Items listed in a dataset
——
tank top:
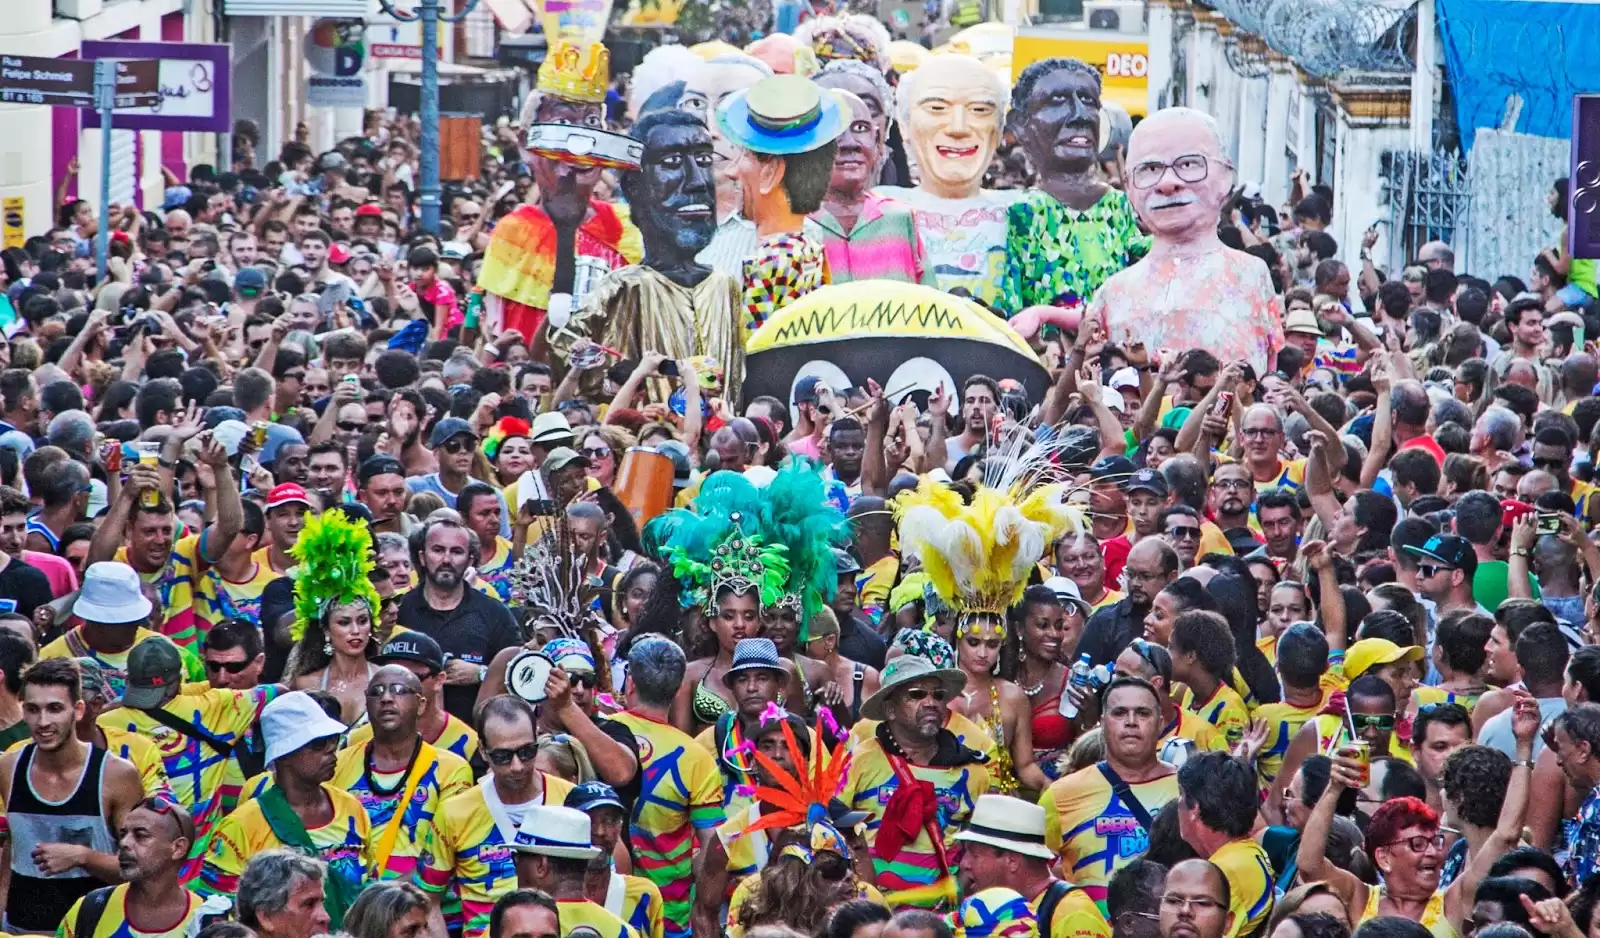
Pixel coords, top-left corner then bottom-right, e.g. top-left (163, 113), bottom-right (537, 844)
top-left (5, 743), bottom-right (117, 934)
top-left (1359, 887), bottom-right (1457, 938)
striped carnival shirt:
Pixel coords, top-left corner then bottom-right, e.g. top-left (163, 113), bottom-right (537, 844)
top-left (807, 193), bottom-right (937, 286)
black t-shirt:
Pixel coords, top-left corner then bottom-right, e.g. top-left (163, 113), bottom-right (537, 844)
top-left (397, 586), bottom-right (523, 722)
top-left (258, 575), bottom-right (296, 684)
top-left (595, 715), bottom-right (642, 810)
top-left (837, 611), bottom-right (887, 670)
top-left (0, 557), bottom-right (53, 618)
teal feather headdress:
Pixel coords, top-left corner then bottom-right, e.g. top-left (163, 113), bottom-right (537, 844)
top-left (651, 471), bottom-right (790, 611)
top-left (288, 508), bottom-right (382, 642)
top-left (757, 462), bottom-right (852, 634)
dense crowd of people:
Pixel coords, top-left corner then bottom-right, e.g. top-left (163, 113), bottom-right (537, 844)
top-left (5, 9), bottom-right (1600, 938)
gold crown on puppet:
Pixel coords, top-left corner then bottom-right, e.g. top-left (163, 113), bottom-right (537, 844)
top-left (536, 41), bottom-right (611, 105)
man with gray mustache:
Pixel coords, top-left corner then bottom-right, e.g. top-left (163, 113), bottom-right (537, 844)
top-left (1084, 107), bottom-right (1286, 378)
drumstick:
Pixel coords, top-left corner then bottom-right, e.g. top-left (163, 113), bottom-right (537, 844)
top-left (841, 384), bottom-right (918, 418)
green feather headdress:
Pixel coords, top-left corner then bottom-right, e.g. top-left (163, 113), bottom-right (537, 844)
top-left (288, 508), bottom-right (383, 642)
top-left (650, 471), bottom-right (791, 611)
top-left (757, 462), bottom-right (852, 636)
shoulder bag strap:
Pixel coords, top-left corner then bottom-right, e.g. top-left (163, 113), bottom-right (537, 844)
top-left (75, 886), bottom-right (117, 938)
top-left (370, 743), bottom-right (438, 879)
top-left (1036, 881), bottom-right (1074, 936)
top-left (1095, 761), bottom-right (1155, 832)
top-left (144, 706), bottom-right (235, 758)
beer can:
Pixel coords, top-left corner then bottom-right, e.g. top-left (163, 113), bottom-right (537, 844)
top-left (1342, 739), bottom-right (1371, 788)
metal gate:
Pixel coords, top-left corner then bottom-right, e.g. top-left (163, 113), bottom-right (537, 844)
top-left (1380, 148), bottom-right (1472, 272)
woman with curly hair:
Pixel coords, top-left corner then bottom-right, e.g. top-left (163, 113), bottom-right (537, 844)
top-left (579, 425), bottom-right (636, 489)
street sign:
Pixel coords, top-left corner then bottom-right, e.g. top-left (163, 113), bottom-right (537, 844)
top-left (1, 198), bottom-right (23, 251)
top-left (0, 55), bottom-right (159, 108)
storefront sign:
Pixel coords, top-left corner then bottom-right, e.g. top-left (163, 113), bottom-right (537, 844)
top-left (80, 42), bottom-right (231, 132)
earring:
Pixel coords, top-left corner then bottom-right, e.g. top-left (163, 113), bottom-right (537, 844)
top-left (324, 635), bottom-right (333, 656)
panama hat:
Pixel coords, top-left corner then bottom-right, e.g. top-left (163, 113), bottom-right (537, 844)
top-left (716, 75), bottom-right (844, 156)
top-left (513, 805), bottom-right (603, 860)
top-left (859, 654), bottom-right (966, 721)
top-left (953, 795), bottom-right (1056, 860)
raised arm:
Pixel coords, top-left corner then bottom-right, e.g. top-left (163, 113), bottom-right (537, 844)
top-left (1360, 354), bottom-right (1394, 488)
top-left (1447, 692), bottom-right (1538, 932)
top-left (1303, 430), bottom-right (1343, 533)
top-left (1295, 746), bottom-right (1367, 920)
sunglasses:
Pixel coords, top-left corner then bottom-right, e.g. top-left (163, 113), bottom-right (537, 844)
top-left (569, 673), bottom-right (597, 690)
top-left (205, 658), bottom-right (252, 675)
top-left (365, 682), bottom-right (420, 699)
top-left (1417, 564), bottom-right (1456, 579)
top-left (1350, 713), bottom-right (1396, 733)
top-left (1532, 457), bottom-right (1566, 471)
top-left (901, 686), bottom-right (950, 703)
top-left (486, 743), bottom-right (540, 766)
top-left (442, 438), bottom-right (474, 454)
top-left (1167, 526), bottom-right (1202, 540)
top-left (337, 420), bottom-right (366, 432)
top-left (581, 447), bottom-right (611, 460)
top-left (304, 735), bottom-right (342, 753)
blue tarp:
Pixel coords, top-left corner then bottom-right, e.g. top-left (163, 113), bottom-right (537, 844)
top-left (1436, 0), bottom-right (1593, 149)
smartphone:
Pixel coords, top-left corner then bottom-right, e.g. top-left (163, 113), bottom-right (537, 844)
top-left (1211, 391), bottom-right (1234, 418)
top-left (1537, 512), bottom-right (1563, 536)
top-left (657, 360), bottom-right (679, 378)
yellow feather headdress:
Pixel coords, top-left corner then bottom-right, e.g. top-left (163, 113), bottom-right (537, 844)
top-left (894, 432), bottom-right (1085, 618)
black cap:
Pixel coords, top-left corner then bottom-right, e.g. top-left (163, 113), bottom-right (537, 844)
top-left (1090, 455), bottom-right (1138, 484)
top-left (358, 454), bottom-right (406, 485)
top-left (1126, 468), bottom-right (1170, 498)
top-left (375, 631), bottom-right (446, 673)
top-left (1403, 533), bottom-right (1475, 570)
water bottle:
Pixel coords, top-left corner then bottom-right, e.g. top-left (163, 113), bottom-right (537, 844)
top-left (1061, 653), bottom-right (1094, 719)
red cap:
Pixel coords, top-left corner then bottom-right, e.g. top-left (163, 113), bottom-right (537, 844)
top-left (1501, 499), bottom-right (1535, 528)
top-left (1397, 434), bottom-right (1445, 468)
top-left (328, 244), bottom-right (351, 265)
top-left (266, 483), bottom-right (312, 511)
top-left (354, 203), bottom-right (384, 218)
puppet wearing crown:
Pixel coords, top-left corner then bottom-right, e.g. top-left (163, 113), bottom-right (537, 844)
top-left (475, 40), bottom-right (643, 351)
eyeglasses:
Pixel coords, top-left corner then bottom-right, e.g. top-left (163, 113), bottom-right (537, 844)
top-left (1240, 427), bottom-right (1279, 439)
top-left (1211, 478), bottom-right (1252, 491)
top-left (1379, 832), bottom-right (1446, 853)
top-left (284, 371), bottom-right (307, 381)
top-left (365, 682), bottom-right (420, 699)
top-left (441, 438), bottom-right (474, 454)
top-left (1417, 564), bottom-right (1456, 579)
top-left (581, 447), bottom-right (612, 460)
top-left (1159, 895), bottom-right (1225, 914)
top-left (205, 658), bottom-right (253, 675)
top-left (1167, 526), bottom-right (1201, 540)
top-left (901, 686), bottom-right (950, 703)
top-left (486, 743), bottom-right (540, 766)
top-left (1350, 713), bottom-right (1396, 733)
top-left (1130, 154), bottom-right (1224, 190)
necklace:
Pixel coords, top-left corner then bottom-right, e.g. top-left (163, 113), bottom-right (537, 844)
top-left (364, 734), bottom-right (423, 797)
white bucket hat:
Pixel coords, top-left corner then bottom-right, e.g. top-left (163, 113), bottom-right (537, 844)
top-left (513, 806), bottom-right (602, 860)
top-left (952, 794), bottom-right (1056, 861)
top-left (72, 562), bottom-right (153, 625)
top-left (261, 692), bottom-right (349, 766)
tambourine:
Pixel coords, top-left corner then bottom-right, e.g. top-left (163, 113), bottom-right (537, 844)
top-left (506, 650), bottom-right (556, 703)
top-left (524, 123), bottom-right (643, 171)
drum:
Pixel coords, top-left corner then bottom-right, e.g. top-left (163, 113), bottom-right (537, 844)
top-left (614, 446), bottom-right (675, 526)
top-left (524, 123), bottom-right (643, 171)
top-left (506, 650), bottom-right (556, 703)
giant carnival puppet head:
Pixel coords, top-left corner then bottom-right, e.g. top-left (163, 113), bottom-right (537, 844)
top-left (1122, 106), bottom-right (1234, 241)
top-left (1006, 57), bottom-right (1104, 189)
top-left (896, 53), bottom-right (1008, 200)
top-left (520, 41), bottom-right (612, 226)
top-left (621, 109), bottom-right (718, 272)
top-left (796, 14), bottom-right (891, 74)
top-left (813, 59), bottom-right (895, 158)
top-left (821, 89), bottom-right (882, 203)
top-left (717, 75), bottom-right (844, 232)
top-left (746, 33), bottom-right (820, 76)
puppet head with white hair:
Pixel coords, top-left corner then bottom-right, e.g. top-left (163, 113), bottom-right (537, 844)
top-left (896, 53), bottom-right (1008, 201)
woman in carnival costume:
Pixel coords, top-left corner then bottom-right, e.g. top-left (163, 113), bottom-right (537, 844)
top-left (894, 453), bottom-right (1084, 798)
top-left (286, 508), bottom-right (383, 724)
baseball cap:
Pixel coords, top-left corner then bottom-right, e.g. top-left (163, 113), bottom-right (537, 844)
top-left (793, 375), bottom-right (823, 406)
top-left (1402, 533), bottom-right (1473, 569)
top-left (428, 417), bottom-right (478, 448)
top-left (655, 440), bottom-right (693, 489)
top-left (1101, 386), bottom-right (1127, 413)
top-left (160, 186), bottom-right (192, 212)
top-left (358, 454), bottom-right (406, 485)
top-left (1343, 638), bottom-right (1424, 682)
top-left (1090, 455), bottom-right (1138, 484)
top-left (235, 267), bottom-right (267, 298)
top-left (123, 637), bottom-right (184, 709)
top-left (204, 407), bottom-right (248, 430)
top-left (544, 447), bottom-right (590, 472)
top-left (355, 203), bottom-right (384, 218)
top-left (328, 244), bottom-right (351, 266)
top-left (1501, 499), bottom-right (1535, 529)
top-left (1126, 468), bottom-right (1169, 498)
top-left (833, 548), bottom-right (862, 575)
top-left (266, 483), bottom-right (313, 511)
top-left (375, 630), bottom-right (446, 674)
top-left (1108, 367), bottom-right (1141, 391)
top-left (565, 781), bottom-right (625, 814)
top-left (317, 151), bottom-right (348, 172)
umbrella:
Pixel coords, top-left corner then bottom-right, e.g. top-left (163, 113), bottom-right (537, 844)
top-left (741, 280), bottom-right (1050, 413)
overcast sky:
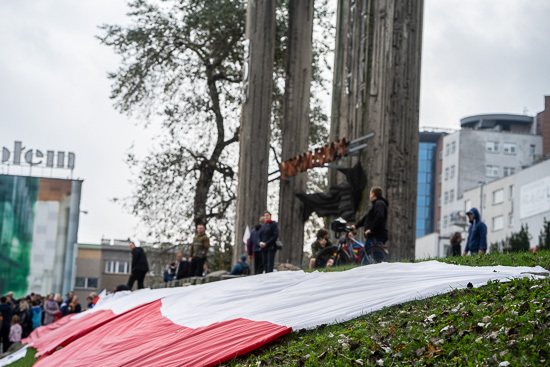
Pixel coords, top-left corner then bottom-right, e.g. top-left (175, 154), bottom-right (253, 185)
top-left (0, 1), bottom-right (549, 244)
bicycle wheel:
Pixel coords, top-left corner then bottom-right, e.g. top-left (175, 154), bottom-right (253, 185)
top-left (314, 246), bottom-right (338, 268)
top-left (334, 248), bottom-right (353, 266)
top-left (362, 245), bottom-right (387, 265)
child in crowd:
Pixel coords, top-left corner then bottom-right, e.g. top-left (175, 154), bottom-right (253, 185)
top-left (9, 314), bottom-right (22, 344)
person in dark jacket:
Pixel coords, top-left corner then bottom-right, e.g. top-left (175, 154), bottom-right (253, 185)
top-left (309, 228), bottom-right (333, 269)
top-left (0, 296), bottom-right (13, 353)
top-left (259, 211), bottom-right (279, 273)
top-left (175, 252), bottom-right (190, 280)
top-left (449, 232), bottom-right (462, 257)
top-left (164, 262), bottom-right (176, 282)
top-left (354, 186), bottom-right (389, 247)
top-left (247, 216), bottom-right (265, 274)
top-left (127, 241), bottom-right (149, 290)
top-left (463, 207), bottom-right (487, 255)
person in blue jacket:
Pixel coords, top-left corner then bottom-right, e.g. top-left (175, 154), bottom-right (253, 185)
top-left (229, 254), bottom-right (251, 275)
top-left (463, 207), bottom-right (487, 255)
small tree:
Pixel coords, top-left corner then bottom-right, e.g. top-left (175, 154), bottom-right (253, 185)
top-left (490, 240), bottom-right (502, 254)
top-left (538, 218), bottom-right (550, 251)
top-left (506, 224), bottom-right (531, 253)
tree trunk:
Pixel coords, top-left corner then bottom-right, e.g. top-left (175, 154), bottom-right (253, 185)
top-left (330, 0), bottom-right (423, 261)
top-left (277, 0), bottom-right (314, 266)
top-left (233, 0), bottom-right (277, 264)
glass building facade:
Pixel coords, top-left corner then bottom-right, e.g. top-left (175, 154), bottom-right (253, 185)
top-left (416, 133), bottom-right (440, 238)
top-left (0, 174), bottom-right (82, 298)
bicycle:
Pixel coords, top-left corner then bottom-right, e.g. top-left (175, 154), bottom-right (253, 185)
top-left (326, 218), bottom-right (389, 267)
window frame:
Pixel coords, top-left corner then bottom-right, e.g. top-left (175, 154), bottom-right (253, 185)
top-left (503, 143), bottom-right (516, 155)
top-left (492, 188), bottom-right (504, 205)
top-left (492, 215), bottom-right (504, 231)
top-left (486, 141), bottom-right (499, 153)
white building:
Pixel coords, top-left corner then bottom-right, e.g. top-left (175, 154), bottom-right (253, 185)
top-left (438, 114), bottom-right (543, 238)
top-left (463, 158), bottom-right (550, 250)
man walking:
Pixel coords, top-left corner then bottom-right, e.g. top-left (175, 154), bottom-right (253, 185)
top-left (127, 241), bottom-right (149, 290)
top-left (463, 207), bottom-right (487, 255)
top-left (189, 224), bottom-right (210, 277)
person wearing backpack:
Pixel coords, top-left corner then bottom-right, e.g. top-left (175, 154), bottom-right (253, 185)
top-left (229, 254), bottom-right (251, 276)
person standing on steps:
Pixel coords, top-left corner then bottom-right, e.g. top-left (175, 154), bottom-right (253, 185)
top-left (127, 240), bottom-right (149, 290)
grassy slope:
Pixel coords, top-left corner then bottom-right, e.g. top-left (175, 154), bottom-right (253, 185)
top-left (221, 251), bottom-right (550, 366)
top-left (7, 251), bottom-right (550, 367)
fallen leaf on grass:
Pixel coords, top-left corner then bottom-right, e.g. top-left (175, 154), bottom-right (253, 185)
top-left (425, 343), bottom-right (443, 358)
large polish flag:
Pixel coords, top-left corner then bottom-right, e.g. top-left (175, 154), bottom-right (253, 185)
top-left (9, 261), bottom-right (547, 367)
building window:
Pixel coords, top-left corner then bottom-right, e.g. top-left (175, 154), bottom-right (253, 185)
top-left (105, 261), bottom-right (130, 274)
top-left (492, 215), bottom-right (504, 231)
top-left (445, 144), bottom-right (450, 156)
top-left (443, 216), bottom-right (448, 228)
top-left (486, 165), bottom-right (499, 178)
top-left (438, 196), bottom-right (441, 207)
top-left (486, 141), bottom-right (499, 153)
top-left (450, 189), bottom-right (455, 202)
top-left (450, 165), bottom-right (455, 178)
top-left (451, 141), bottom-right (456, 154)
top-left (75, 277), bottom-right (99, 289)
top-left (509, 185), bottom-right (513, 199)
top-left (492, 188), bottom-right (504, 204)
top-left (444, 191), bottom-right (449, 204)
top-left (508, 213), bottom-right (513, 227)
top-left (503, 167), bottom-right (515, 177)
top-left (503, 143), bottom-right (516, 154)
top-left (529, 144), bottom-right (536, 156)
top-left (445, 168), bottom-right (449, 180)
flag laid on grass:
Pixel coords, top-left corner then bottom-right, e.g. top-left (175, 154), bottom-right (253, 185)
top-left (17, 261), bottom-right (547, 367)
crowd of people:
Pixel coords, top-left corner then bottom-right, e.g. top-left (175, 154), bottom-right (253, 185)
top-left (161, 211), bottom-right (281, 280)
top-left (161, 223), bottom-right (212, 283)
top-left (0, 290), bottom-right (97, 354)
top-left (139, 186), bottom-right (488, 288)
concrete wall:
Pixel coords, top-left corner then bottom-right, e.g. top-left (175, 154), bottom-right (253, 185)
top-left (100, 244), bottom-right (132, 292)
top-left (513, 159), bottom-right (550, 248)
top-left (415, 232), bottom-right (455, 260)
top-left (74, 245), bottom-right (101, 302)
top-left (461, 158), bottom-right (550, 250)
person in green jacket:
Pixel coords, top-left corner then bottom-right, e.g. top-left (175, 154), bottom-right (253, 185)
top-left (189, 223), bottom-right (210, 276)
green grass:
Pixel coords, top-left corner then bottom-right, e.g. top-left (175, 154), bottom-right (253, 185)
top-left (6, 251), bottom-right (550, 367)
top-left (4, 347), bottom-right (38, 367)
top-left (221, 250), bottom-right (550, 366)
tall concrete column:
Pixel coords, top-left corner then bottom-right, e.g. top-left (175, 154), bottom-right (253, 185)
top-left (233, 0), bottom-right (277, 264)
top-left (277, 0), bottom-right (314, 266)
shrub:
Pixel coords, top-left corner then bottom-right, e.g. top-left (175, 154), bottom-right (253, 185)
top-left (505, 224), bottom-right (531, 252)
top-left (538, 217), bottom-right (550, 251)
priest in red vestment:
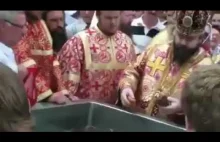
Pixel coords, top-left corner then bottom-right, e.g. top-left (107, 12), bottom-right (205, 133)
top-left (13, 11), bottom-right (70, 105)
top-left (58, 11), bottom-right (136, 104)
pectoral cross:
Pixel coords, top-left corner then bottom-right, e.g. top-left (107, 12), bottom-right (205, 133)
top-left (146, 57), bottom-right (165, 76)
top-left (90, 44), bottom-right (99, 53)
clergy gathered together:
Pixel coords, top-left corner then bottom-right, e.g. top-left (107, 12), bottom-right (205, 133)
top-left (1, 10), bottom-right (220, 132)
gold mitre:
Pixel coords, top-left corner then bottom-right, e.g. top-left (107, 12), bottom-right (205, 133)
——
**What to work on:** For every line above with the word "woman" in it, make a copy.

**Solution for this problem:**
woman with curly hair:
woman in carnival costume:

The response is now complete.